═══ Text passage

List Between the Lines: Teaching Visualization in Oxford, Bodleian Library, MS Canon. Class. Lat. 70

by Amanda Gerber

In her most recent post on Listology.blog, Martha Rust introduced us to distinctiones, or diagrammatic arrangements of lists into visual shapes, which could then be reconstituted in different arrays for sermons. This post returns to this issue of the diagrammatic list to explore two central questions: Where does one draw the line between list and diagram? Or should a line even be drawn? And does a diagram’s formatting change how a reader conceptualizes or acts upon its itemized information? To begin addressing these questions, I turn to a fourteenth-century manuscript copy of Lucan’s Pharsalia (a Latin epic about the civil war between Julius Caesar and Pompey the Great at the end of the Triumverate in the first century BCE) in Oxford, Bodleian Library, MS Canon. Class. Lat. 70. The manuscript itself is brimming with diagrams covering mostly geographical subjects, but thrust among its diagrams and extensive notes is a hybrid of paratexts (that is, notes or diagrams) about the planets, one which cannot seem to determine whether it wants to be a diagram or a list.

The paratext appears in reference to the beginning of Book 10 of the Pharsalia, a beginning that, in epic fashion, elaborately notes a change in time by mentioning the celestial movements that differentiate day from night, among other things. One medieval annotator takes this poetic convention as an invitation to pronounce his own celestial knowledge, which he recites in a list about what exists in the firmament above (“fi[r]mam[en]tum sup[er]ius e[st]”). The annotator then supplies the following list:

In celo Io Satu[r]nus
In celo IIo Iuppiter
In celo IIIo Mercurius
In celo IIIIo Sol
In celo Vo Venus
In celo VI Mars
In celo VII Luna (f. 132r)

[In the first heaven Saturn / In the second heaven Jupiter / In the third heaven Mercury / In the fourth heaven the sun / In the fifth heaven Venus / In heaven six Mars / In heaven seven the moon]

The list sits atop a collection of concentric circles, a diagrammatic format derived from Aristotle and used throughout the Middle Ages to represent the planetary spheres.[1] In this diagrammatic tradition, each circle depicted a particular planet’s geocentric rotation. The annotator seems to have added the diagram to the manuscript before its accompanying planetary list, a sequencing supported by the fact that the bottom of the list supplies two bracketing lines with the first attaching to the syllables “ce” to the left of the diagram and “li” to the right—which combine to say “celi” or “heavens.” In other words, at some point soon after drawing the iconic concentric spheres of the heavens, the annotator determined it insufficient for encapsulating the firmament’s planetary line-up. But rather than supply the words within the image, the paratext presents the list and diagram as two separate but related explanations of the cosmos.

══════
═══ Given information

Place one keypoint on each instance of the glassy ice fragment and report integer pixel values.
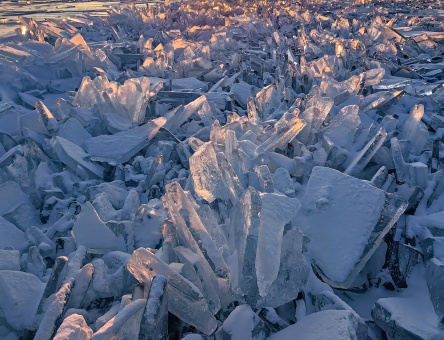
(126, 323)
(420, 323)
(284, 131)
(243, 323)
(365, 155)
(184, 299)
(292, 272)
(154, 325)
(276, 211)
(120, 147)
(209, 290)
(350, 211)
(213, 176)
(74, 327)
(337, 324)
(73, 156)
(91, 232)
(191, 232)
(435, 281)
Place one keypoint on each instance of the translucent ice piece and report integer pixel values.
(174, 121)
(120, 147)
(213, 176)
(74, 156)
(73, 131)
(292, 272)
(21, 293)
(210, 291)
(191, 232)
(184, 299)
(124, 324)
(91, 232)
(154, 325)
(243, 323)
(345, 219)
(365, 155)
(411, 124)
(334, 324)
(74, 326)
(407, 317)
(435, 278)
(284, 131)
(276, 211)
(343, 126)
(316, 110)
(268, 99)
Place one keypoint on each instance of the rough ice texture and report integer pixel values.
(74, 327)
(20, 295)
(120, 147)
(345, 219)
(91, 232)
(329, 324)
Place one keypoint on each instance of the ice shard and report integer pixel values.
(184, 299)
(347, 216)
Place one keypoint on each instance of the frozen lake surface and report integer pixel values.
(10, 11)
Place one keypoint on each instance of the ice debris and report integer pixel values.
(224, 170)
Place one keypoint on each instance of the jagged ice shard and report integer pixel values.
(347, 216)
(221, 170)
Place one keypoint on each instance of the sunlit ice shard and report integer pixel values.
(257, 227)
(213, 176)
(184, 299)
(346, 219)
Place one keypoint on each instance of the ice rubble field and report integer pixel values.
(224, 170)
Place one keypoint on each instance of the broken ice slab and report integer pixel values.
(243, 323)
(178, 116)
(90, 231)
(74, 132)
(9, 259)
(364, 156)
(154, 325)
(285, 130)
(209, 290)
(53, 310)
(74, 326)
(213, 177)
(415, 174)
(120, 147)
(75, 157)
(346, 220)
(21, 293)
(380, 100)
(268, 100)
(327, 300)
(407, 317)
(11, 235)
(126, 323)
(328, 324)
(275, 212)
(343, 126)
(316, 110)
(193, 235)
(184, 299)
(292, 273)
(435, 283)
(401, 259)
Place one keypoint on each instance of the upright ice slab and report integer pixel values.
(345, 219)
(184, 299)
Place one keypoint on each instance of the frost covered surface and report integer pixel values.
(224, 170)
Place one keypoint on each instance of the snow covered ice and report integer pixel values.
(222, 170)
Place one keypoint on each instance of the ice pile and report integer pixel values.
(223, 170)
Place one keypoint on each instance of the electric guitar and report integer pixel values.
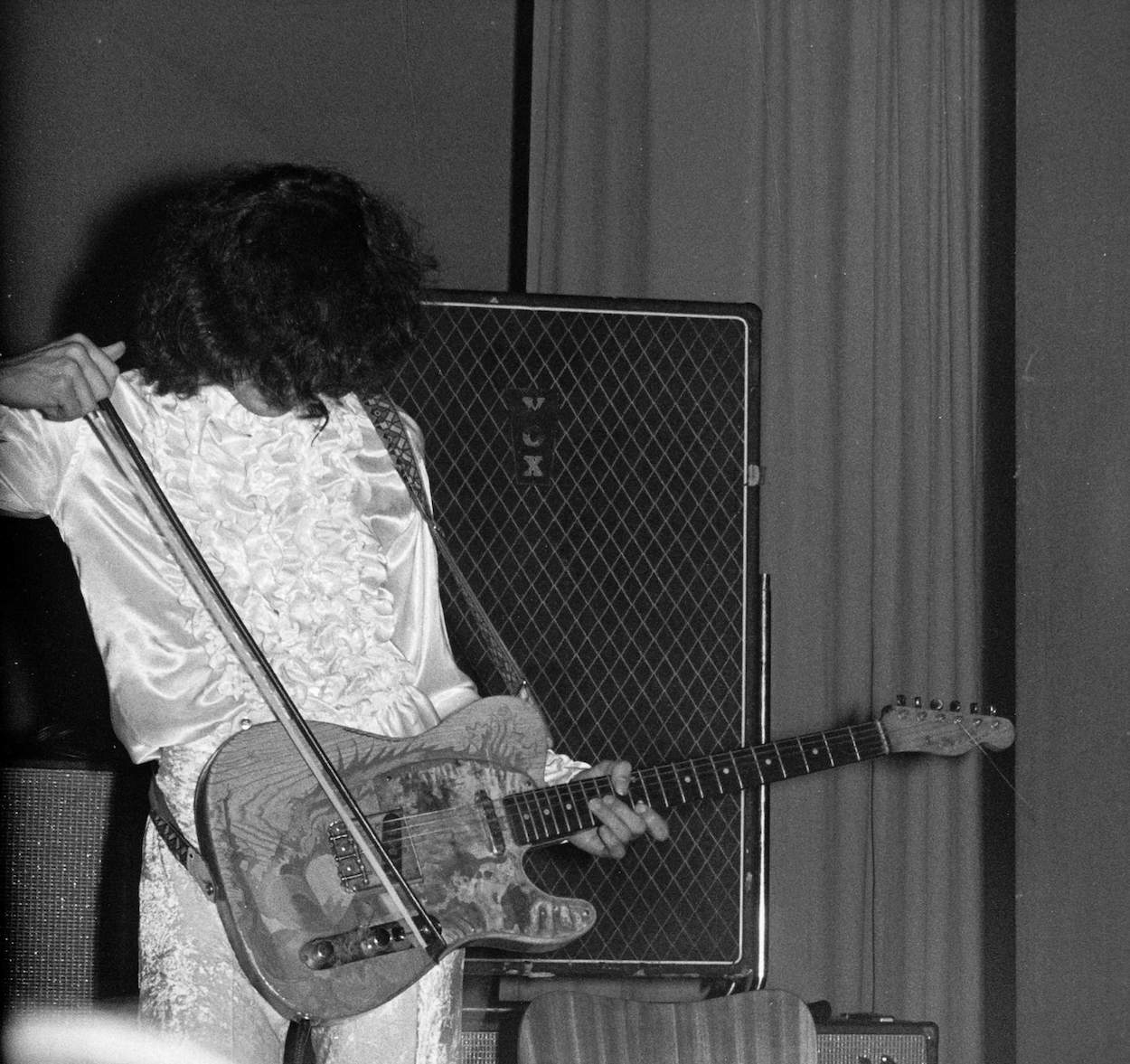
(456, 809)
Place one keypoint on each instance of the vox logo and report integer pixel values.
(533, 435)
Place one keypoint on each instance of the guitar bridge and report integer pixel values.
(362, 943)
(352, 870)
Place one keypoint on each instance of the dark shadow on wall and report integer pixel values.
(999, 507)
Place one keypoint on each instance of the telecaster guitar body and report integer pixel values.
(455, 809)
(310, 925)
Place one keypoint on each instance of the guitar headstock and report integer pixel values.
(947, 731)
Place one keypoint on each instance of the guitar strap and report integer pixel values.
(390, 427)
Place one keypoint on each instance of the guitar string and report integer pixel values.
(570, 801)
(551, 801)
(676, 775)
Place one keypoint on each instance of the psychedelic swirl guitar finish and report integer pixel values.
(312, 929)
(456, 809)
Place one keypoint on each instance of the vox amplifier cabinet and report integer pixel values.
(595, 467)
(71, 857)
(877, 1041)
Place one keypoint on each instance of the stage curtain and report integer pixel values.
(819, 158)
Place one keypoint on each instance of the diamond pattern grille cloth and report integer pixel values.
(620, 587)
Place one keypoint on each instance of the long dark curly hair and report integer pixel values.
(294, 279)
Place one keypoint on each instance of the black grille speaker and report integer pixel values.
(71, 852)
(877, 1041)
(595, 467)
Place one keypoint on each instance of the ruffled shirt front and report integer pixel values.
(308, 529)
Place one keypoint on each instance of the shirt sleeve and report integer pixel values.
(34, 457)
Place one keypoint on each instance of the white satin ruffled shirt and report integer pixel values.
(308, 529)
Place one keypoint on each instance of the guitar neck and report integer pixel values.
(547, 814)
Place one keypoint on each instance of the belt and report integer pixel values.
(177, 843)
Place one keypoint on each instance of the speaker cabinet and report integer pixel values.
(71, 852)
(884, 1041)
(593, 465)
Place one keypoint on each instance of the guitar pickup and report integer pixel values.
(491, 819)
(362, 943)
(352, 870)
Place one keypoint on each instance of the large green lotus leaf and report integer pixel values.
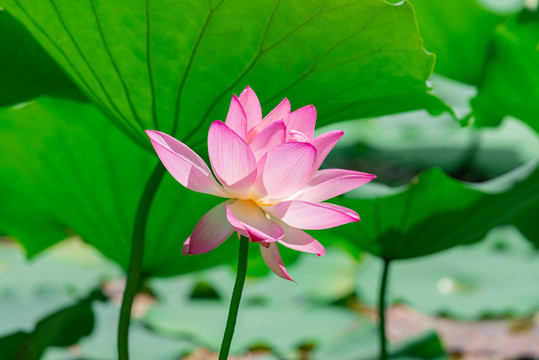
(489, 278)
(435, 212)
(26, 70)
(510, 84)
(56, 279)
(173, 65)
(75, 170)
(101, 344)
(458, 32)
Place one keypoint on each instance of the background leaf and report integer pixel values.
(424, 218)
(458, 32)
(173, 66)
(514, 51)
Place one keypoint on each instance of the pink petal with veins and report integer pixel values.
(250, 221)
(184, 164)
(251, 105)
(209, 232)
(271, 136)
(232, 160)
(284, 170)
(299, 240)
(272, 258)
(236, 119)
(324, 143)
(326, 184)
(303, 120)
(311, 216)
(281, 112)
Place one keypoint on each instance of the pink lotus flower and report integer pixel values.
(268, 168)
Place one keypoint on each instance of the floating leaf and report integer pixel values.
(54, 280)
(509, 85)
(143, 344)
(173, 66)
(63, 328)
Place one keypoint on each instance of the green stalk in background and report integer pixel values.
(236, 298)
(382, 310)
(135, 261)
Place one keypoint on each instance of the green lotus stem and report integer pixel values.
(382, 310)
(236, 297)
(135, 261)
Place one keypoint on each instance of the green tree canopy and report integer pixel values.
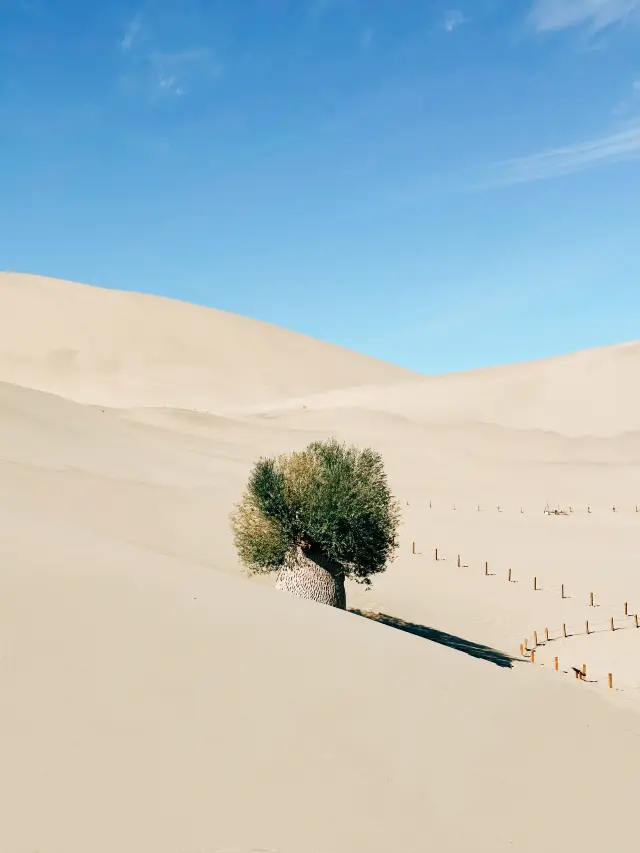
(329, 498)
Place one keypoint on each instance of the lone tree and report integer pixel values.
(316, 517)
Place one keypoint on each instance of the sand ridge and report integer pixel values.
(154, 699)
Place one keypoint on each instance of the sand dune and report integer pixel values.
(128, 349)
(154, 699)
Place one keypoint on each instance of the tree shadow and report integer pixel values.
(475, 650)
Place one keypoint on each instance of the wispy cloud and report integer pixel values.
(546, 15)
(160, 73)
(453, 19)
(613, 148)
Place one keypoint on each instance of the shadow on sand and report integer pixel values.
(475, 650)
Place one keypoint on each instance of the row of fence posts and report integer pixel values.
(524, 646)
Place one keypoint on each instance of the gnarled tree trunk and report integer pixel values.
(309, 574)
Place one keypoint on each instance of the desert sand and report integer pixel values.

══════

■ **Parts of the exercise**
- a) Answer these questions from the essay on the Lucan manuscript, one line each:
(i) Which Latin epic does the manuscript copy?
(ii) Which body does the annotator's list place in the fourth heaven?
(iii) What word do the syllables beside the concentric circles combine to form?
- b) Recast the paragraph of the essay on the Lucan manuscript that begins "The list sits atop" as a bulleted list that keeps its main facts.
- c) Carry the essay on the Lucan manuscript forward from the point where it stops.

■ **Solved tasks**
- a)
(i) Lucan's Pharsalia
(ii) The sun (Sol)
(iii) "Celi," meaning "heavens"

- b)
- The list sits on top of concentric circles. This diagram format came from Aristotle and was used throughout the Middle Ages to represent the planetary spheres, with each circle showing one planet's geocentric rotation.
- The annotator seems to have drawn the diagram before writing the list.
- Evidence for this order: two bracketing lines at the bottom of the list attach to "ce" on the left of the diagram and "li" on the right, forming "celi," or "heavens."
- Soon after drawing the spheres, the annotator judged them insufficient to capture the firmament's planetary line-up.
- Instead of writing words inside the image, the paratext presents the list and the diagram as two separate but related explanations of the cosmos.

- c)
The order in which these planetary paratexts were inserted renders the list an explication of the diagram rather than the diagram a clarification of the list. As opposed to modern assumptions about the predominance of the visual, this Latin learner (or educator) treats the visual as a message that needs clarification. Ildar Garipzanov expounds on this distinction between medieval visual and verbal learners in her recent work on “graphicacy,” a term that refers to the skill required to read graphs.[2] According to Garipzanov, graphicacy requires “the visual-spatial ability of intelligence,” a form of intelligence that must be studied just like any other form of literacy.[3] My own findings largely corroborate Garipzanov’s: even for classical poems, a corpus with which medieval readers required copious assistance, annotators tended to prefer discursive notes and lists to more graphic aids. In the case of this particular Lucan annotator, the list serves to train the audience in how to read the visual image, marking the list as the more self-evident form of textual explication. Therefore, in returning to this post’s opening questions about the distinctions between lists and diagrams, the Lucan annotator appears to consider them interrelated yet separate forms of explication. In his case, he had to train his manuscript’s users how to read a list between its diagrammatic lines.

[1] By the time Canon. Class. Lat. 70 was produced, other representational formats were circulating throughout Europe, formats that helped account for seeming planetary irregularities from a geocentric perspective. The concentric model, nevertheless, continued to circulate throughout the Middle Ages. For more about planetary diagrams, see especially Bruce Eastwood and Gerd Graßhoff, Planetary Diagrams for Roman Astronomy in Medieval Europe, ca. 800–1500 (Philadelphia: American Philosophical Society, 2004).

[2] Ildar Garipzanov, “The Rise of Graphicacy in Late Antiquity and the Early Middle Ages,” Viator: Medieval and Renaissance Studies 46.2 (2015): 1-17, especially 16-17.

[3] Ibid., 16-17.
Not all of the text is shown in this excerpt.